» **Challenge**: Format all of the data below as a numbered list, omitting every blank line.

» **Task data**:

-- START --

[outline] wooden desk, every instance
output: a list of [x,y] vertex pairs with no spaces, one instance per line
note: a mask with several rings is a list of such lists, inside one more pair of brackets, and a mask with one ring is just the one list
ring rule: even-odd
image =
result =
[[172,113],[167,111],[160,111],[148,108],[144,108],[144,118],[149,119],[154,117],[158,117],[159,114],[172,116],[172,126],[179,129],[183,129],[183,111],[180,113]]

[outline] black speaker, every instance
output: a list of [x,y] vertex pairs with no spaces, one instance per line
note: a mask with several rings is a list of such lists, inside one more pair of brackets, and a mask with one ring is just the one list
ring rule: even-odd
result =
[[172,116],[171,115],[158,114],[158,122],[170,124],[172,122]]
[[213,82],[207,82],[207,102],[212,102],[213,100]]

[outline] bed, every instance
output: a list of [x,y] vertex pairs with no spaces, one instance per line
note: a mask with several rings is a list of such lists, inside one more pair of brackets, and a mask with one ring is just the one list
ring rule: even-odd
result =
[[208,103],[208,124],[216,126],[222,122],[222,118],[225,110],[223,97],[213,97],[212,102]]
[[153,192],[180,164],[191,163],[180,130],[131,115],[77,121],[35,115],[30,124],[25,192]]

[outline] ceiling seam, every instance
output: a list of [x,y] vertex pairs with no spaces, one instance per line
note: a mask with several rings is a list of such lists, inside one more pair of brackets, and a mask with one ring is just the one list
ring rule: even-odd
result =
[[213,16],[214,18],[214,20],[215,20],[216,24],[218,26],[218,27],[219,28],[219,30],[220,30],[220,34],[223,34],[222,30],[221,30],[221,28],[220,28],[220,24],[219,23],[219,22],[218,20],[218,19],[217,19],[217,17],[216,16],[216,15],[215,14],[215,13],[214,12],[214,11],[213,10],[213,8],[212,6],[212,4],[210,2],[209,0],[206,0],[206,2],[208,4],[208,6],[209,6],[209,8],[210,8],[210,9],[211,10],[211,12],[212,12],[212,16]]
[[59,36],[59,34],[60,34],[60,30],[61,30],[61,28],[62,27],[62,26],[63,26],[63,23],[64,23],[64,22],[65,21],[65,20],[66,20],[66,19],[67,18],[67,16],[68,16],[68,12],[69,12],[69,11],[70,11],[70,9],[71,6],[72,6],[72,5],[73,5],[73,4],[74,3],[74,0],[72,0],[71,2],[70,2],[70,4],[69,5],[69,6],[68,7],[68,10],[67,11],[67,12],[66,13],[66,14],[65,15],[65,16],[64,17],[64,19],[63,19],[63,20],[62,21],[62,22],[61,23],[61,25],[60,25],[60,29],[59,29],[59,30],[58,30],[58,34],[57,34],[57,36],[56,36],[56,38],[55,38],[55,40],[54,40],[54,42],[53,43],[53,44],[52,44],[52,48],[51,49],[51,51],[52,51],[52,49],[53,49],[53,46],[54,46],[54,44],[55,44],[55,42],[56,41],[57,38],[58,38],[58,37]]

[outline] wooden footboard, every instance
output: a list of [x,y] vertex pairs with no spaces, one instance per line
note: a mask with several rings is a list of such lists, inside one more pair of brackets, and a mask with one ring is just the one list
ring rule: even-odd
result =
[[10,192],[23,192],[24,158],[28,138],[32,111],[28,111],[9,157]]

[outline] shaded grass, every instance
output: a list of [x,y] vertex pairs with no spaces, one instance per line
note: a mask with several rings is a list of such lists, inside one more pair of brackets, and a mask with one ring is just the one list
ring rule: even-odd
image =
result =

-- END --

» **Complete output**:
1. [outline] wooden desk, every instance
2. output: a list of [x,y] vertex pairs with no spaces, one instance per line
3. note: a mask with several rings is a list of such lists, inside one more pair of brackets, and a mask with one ring is just the one list
4. ring rule: even-odd
5. image =
6. result =
7. [[172,113],[167,111],[160,111],[148,108],[144,108],[144,118],[149,119],[154,117],[158,117],[159,114],[172,116],[172,126],[179,129],[183,129],[183,111],[180,113]]
8. [outline] black speaker, every instance
9. output: a list of [x,y] vertex pairs with no spaces, one instance per line
10. note: a mask with several rings is a list of such lists, inside one more pair of brackets, and a mask with one ring is just the one list
11. ring rule: even-odd
12. result =
13. [[172,116],[171,115],[158,114],[158,122],[170,124],[172,122]]
14. [[213,82],[207,82],[207,102],[212,102],[213,100]]
15. [outline] bed, every instance
16. output: a list of [x,y] vertex pairs with no spaces, one instance per line
17. note: a mask with several rings is a list of such lists, inside one more pair of brackets, and a mask with one ring is just the one list
18. ring rule: even-odd
19. result =
20. [[208,103],[208,124],[216,126],[222,122],[222,118],[225,110],[223,97],[213,97],[212,102]]
21. [[153,192],[180,164],[191,163],[180,130],[131,115],[77,121],[35,115],[30,124],[25,192]]
22. [outline] ceiling seam, every instance
23. output: a list of [x,y] vertex pairs with no spaces, one instance per line
24. note: a mask with several rings is a list of such lists, inside one more pair of brackets, and a mask with one ring is just the one list
25. ring rule: even-odd
26. result =
27. [[213,16],[214,18],[214,20],[215,20],[216,24],[218,26],[218,27],[219,28],[219,30],[220,30],[220,34],[223,34],[222,30],[221,30],[221,28],[220,28],[220,24],[219,23],[219,22],[218,20],[218,19],[217,19],[217,17],[216,16],[216,15],[215,14],[215,13],[214,12],[214,11],[213,10],[213,8],[212,6],[212,4],[210,2],[209,0],[206,0],[206,2],[208,4],[208,6],[209,6],[209,8],[210,8],[210,9],[211,10],[211,12],[212,12],[212,16]]
28. [[59,36],[59,34],[60,34],[60,30],[61,30],[61,28],[62,27],[62,26],[63,26],[63,23],[64,23],[64,22],[65,21],[65,20],[66,20],[66,19],[67,18],[67,16],[68,16],[68,12],[69,12],[69,11],[70,11],[70,9],[71,6],[72,6],[72,5],[73,5],[73,4],[74,3],[74,0],[72,0],[71,2],[70,2],[70,4],[69,5],[69,6],[68,7],[68,10],[67,11],[67,12],[66,13],[66,14],[65,15],[65,16],[64,17],[64,19],[63,19],[63,20],[62,21],[62,22],[61,23],[61,25],[60,25],[60,29],[59,29],[59,30],[58,30],[58,34],[57,34],[57,36],[56,36],[56,38],[55,38],[55,40],[54,40],[54,42],[53,43],[53,44],[52,44],[52,48],[51,49],[51,51],[52,51],[52,49],[53,49],[53,46],[54,46],[54,44],[55,44],[55,42],[56,41],[57,38],[58,38],[58,37]]
29. [outline] wooden footboard, every instance
30. output: a list of [x,y] vertex pairs with no spaces, one instance per line
31. note: a mask with several rings is a list of such lists, inside one more pair of brackets, and a mask with one ring is just the one list
32. ring rule: even-odd
33. result =
34. [[10,192],[23,192],[24,158],[28,138],[32,111],[28,111],[9,157]]
35. [outline] shaded grass, every instance
36. output: a list of [x,y] vertex pairs with no spaces, one instance per line
37. note: a mask with several rings is a list of such lists, inside one more pair of brackets, and a mask with one ring is just the one list
38. ring rule: even-odd
39. image =
40. result =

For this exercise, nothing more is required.